◆ **REQUIRED TASK 1**: Rewrite the stretch of the gdb patch reply starting at "Bad judgement, sorry." and ending at "Moved to defs.h.", swapping "gdbserver" for "the debug server".

Bad judgement, sorry.  I thought it would make sense to put this into
common/ because it could be used by gdbserver.  But then again, it is
not (yet).  Moved to defs.h.

>> +
>> +enum memory_mapping_state
>> +  {
>> +    MEMORY_MAPPING_MODIFIED,
>> +    MEMORY_MAPPING_UNMODIFIED,
>> +    MEMORY_MAPPING_UNKNOWN_STATE,
>> +  };
>> +
>>  #endif /* COMMON_DEFS_H */
>> diff --git a/gdb/defs.h b/gdb/defs.h
>> index 72512f6..4829b62 100644
>> --- a/gdb/defs.h
>> +++ b/gdb/defs.h
>> @@ -338,7 +338,8 @@ extern void init_source_path (void);
>>  
>>  typedef int (*find_memory_region_ftype) (CORE_ADDR addr, unsigned long size,
>>  					 int read, int write, int exec,
>> -					 int modified, void *data);
>> +					 enum memory_mapping_state state,
>> +					 void *data);
>>  
>>  /* * Possible lvalue types.  Like enum language, this should be in
>>     value.h, but needs to be here for the same reason.  */
>> diff --git a/gdb/doc/gdb.texinfo b/gdb/doc/gdb.texinfo
>> index 9e71642..092bc93 100644
>> --- a/gdb/doc/gdb.texinfo
>> +++ b/gdb/doc/gdb.texinfo
>> @@ -10952,6 +10952,67 @@ specified, the file name defaults to @file{core.@var{pid}}, where
>>  
>>  Note that this command is implemented only for some systems (as of
>>  this writing, @sc{gnu}/Linux, FreeBSD, Solaris, and S390).

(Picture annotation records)
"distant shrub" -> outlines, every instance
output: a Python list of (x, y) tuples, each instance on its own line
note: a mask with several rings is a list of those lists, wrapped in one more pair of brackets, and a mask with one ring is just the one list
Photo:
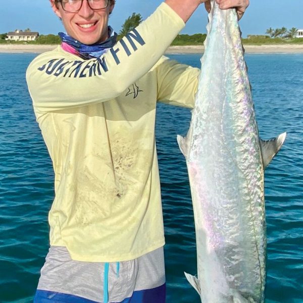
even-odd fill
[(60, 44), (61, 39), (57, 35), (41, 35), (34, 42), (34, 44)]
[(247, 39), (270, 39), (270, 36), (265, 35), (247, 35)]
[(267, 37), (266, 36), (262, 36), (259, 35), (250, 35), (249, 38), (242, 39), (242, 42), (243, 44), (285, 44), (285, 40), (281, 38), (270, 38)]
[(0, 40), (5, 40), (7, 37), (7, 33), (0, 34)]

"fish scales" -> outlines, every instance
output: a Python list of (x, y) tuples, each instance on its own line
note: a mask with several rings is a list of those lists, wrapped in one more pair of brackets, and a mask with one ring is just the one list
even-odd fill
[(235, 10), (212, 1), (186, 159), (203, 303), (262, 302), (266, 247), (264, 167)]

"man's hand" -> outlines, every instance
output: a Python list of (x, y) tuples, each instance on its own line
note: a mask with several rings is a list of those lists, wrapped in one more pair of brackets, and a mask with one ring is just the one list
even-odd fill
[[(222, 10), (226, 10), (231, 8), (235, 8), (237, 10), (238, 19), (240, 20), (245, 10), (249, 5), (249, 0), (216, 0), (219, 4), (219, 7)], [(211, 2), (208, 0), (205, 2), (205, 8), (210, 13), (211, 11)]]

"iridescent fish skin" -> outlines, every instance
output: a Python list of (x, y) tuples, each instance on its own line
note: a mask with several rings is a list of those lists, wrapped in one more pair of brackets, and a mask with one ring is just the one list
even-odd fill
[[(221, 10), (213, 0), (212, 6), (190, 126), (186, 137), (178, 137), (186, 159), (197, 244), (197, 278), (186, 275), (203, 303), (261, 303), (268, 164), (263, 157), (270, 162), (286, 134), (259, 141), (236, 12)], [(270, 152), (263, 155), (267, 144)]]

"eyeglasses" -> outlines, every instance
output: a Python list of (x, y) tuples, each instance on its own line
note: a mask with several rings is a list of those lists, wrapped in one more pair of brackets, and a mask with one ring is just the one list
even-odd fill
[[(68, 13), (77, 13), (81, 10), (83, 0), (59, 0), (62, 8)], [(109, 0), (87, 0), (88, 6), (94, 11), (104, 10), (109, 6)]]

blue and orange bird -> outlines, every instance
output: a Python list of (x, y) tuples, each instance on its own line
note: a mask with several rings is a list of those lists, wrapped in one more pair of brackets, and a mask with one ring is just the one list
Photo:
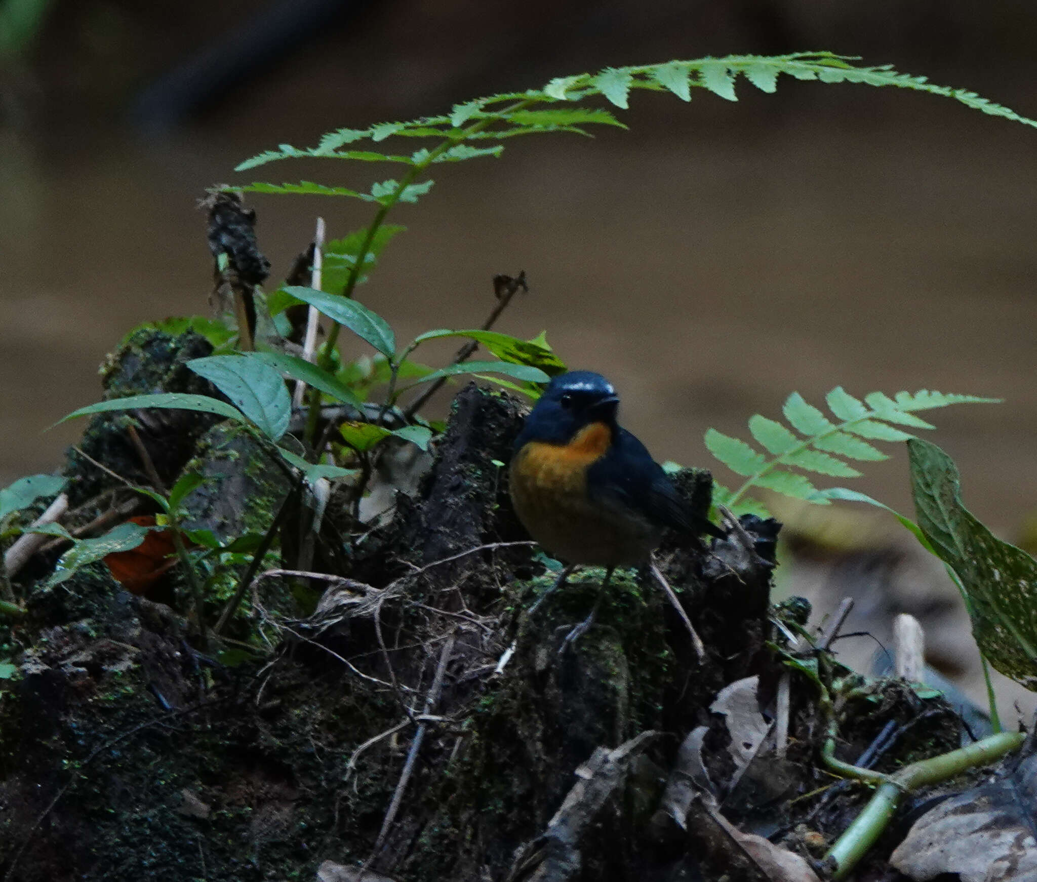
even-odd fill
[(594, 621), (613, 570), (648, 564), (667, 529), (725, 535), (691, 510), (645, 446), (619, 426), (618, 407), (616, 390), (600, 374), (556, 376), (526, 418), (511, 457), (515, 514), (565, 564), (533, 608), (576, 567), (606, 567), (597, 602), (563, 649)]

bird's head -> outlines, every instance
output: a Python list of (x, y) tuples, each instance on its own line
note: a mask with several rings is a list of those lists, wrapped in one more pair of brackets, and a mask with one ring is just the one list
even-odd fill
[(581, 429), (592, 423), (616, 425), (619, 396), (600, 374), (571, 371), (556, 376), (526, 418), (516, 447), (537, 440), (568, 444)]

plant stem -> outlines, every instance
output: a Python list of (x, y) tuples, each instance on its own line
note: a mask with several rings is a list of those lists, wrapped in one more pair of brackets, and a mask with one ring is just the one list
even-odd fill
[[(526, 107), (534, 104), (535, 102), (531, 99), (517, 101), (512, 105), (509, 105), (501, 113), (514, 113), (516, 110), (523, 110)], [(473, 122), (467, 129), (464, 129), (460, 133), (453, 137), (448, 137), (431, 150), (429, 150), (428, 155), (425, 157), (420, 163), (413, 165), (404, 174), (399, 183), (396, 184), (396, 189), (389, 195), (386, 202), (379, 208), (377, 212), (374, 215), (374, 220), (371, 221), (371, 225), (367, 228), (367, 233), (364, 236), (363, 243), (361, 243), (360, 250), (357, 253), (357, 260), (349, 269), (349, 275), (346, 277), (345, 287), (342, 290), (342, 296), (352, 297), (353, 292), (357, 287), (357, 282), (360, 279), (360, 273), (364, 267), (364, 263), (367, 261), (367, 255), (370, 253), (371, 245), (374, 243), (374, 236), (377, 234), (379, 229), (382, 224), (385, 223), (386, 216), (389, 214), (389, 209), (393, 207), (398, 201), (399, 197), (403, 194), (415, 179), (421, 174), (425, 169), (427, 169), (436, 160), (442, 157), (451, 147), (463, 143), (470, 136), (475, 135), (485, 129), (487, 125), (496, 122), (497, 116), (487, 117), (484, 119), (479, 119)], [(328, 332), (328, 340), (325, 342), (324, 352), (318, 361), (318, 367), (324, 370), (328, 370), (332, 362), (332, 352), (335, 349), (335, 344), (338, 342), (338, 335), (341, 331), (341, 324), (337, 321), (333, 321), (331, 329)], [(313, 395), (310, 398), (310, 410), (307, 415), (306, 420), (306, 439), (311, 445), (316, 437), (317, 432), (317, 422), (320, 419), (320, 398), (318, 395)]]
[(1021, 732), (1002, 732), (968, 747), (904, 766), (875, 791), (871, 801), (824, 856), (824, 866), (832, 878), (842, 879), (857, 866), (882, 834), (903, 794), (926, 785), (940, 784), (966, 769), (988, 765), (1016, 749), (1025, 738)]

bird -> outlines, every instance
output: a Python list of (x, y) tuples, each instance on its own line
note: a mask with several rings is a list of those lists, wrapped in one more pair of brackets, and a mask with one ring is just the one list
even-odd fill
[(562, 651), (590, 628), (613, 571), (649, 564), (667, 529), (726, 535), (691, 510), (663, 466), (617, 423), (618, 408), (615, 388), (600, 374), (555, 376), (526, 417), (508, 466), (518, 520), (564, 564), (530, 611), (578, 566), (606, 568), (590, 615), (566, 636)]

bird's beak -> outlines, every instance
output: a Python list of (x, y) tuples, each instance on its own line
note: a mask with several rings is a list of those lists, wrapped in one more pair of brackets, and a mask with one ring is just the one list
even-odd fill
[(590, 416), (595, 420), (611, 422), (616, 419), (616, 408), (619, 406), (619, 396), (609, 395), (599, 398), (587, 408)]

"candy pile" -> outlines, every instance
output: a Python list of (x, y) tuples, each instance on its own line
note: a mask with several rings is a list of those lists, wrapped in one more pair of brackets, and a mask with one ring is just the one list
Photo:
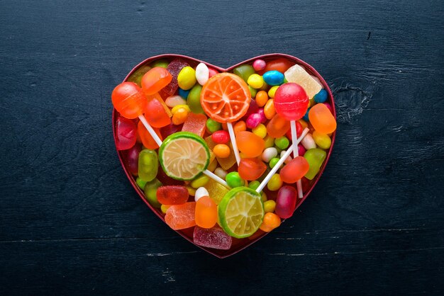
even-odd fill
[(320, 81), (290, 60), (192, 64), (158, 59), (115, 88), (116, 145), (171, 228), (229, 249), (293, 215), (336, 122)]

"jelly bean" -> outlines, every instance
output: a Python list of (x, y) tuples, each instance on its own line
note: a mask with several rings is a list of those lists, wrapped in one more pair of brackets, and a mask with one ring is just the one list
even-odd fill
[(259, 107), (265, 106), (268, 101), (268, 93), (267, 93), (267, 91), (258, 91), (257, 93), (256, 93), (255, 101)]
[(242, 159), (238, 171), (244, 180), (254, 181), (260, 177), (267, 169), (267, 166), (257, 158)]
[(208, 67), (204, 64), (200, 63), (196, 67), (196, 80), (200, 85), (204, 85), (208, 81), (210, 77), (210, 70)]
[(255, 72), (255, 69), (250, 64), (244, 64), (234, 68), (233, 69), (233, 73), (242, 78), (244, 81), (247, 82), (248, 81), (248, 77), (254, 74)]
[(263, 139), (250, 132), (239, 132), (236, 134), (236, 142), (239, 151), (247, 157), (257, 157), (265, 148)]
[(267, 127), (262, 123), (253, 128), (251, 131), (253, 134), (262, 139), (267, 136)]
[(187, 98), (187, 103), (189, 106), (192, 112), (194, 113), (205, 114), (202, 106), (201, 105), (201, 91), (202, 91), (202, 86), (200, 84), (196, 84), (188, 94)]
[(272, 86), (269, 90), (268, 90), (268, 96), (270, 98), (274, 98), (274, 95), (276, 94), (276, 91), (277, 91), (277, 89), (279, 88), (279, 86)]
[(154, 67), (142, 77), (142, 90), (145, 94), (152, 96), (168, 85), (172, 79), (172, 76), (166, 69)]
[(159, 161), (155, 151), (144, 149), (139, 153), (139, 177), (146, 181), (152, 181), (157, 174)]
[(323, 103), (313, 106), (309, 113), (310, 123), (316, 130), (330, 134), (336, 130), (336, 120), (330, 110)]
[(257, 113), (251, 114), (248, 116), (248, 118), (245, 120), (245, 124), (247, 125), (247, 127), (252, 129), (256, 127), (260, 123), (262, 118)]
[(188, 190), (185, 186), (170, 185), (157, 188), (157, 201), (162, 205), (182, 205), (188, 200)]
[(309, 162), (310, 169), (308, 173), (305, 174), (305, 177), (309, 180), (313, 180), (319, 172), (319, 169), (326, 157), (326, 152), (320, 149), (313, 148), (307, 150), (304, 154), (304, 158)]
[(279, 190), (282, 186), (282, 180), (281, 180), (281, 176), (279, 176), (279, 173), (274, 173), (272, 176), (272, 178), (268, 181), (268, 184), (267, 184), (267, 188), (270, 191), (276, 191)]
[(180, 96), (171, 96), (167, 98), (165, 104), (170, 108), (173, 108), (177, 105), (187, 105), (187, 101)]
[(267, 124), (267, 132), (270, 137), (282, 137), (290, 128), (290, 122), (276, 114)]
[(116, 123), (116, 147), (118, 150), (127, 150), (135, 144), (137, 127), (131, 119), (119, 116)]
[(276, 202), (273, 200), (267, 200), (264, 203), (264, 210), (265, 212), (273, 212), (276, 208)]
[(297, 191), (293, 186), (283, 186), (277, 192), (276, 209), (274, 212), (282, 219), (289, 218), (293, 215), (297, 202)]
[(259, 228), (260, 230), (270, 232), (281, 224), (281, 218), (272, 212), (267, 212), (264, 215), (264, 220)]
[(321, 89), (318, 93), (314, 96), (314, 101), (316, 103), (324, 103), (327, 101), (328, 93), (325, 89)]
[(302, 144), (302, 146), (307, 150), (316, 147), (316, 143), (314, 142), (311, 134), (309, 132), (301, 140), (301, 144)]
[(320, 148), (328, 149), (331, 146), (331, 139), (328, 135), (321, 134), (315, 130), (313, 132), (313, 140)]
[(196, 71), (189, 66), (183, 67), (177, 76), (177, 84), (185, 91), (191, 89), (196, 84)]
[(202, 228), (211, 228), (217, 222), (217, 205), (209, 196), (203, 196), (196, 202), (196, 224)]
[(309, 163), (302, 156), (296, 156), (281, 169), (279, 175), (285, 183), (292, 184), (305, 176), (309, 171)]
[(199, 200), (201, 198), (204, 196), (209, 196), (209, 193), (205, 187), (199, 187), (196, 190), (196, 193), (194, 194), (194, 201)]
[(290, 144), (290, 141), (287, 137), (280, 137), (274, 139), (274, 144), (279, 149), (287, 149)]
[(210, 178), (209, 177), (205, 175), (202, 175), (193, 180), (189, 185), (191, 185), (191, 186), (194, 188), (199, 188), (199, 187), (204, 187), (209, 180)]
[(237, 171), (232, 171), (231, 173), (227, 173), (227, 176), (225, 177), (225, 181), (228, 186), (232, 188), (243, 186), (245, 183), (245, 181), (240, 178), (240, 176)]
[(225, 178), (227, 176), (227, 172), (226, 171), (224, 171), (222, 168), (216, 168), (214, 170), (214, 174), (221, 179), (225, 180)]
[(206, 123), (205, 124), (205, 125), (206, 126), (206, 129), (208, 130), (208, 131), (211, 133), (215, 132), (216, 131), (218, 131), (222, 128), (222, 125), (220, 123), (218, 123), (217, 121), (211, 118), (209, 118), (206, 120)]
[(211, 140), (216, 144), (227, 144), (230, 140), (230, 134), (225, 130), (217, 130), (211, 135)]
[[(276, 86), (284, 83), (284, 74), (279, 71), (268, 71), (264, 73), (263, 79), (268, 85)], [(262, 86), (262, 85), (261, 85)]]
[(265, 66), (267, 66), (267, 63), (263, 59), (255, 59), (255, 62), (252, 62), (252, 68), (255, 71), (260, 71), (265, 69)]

◆ **REQUIRED TASK 2**: How many lines of the records contain the string "fish", with case counting? Reply with the number only.

◆ **CORRECT RESPONSE 1**:
Bad judgement, sorry.  I thought it would make sense to put this into
common/ because it could be used by the debug server.  But then again, it is
not (yet).  Moved to defs.h.

◆ **CORRECT RESPONSE 2**: 2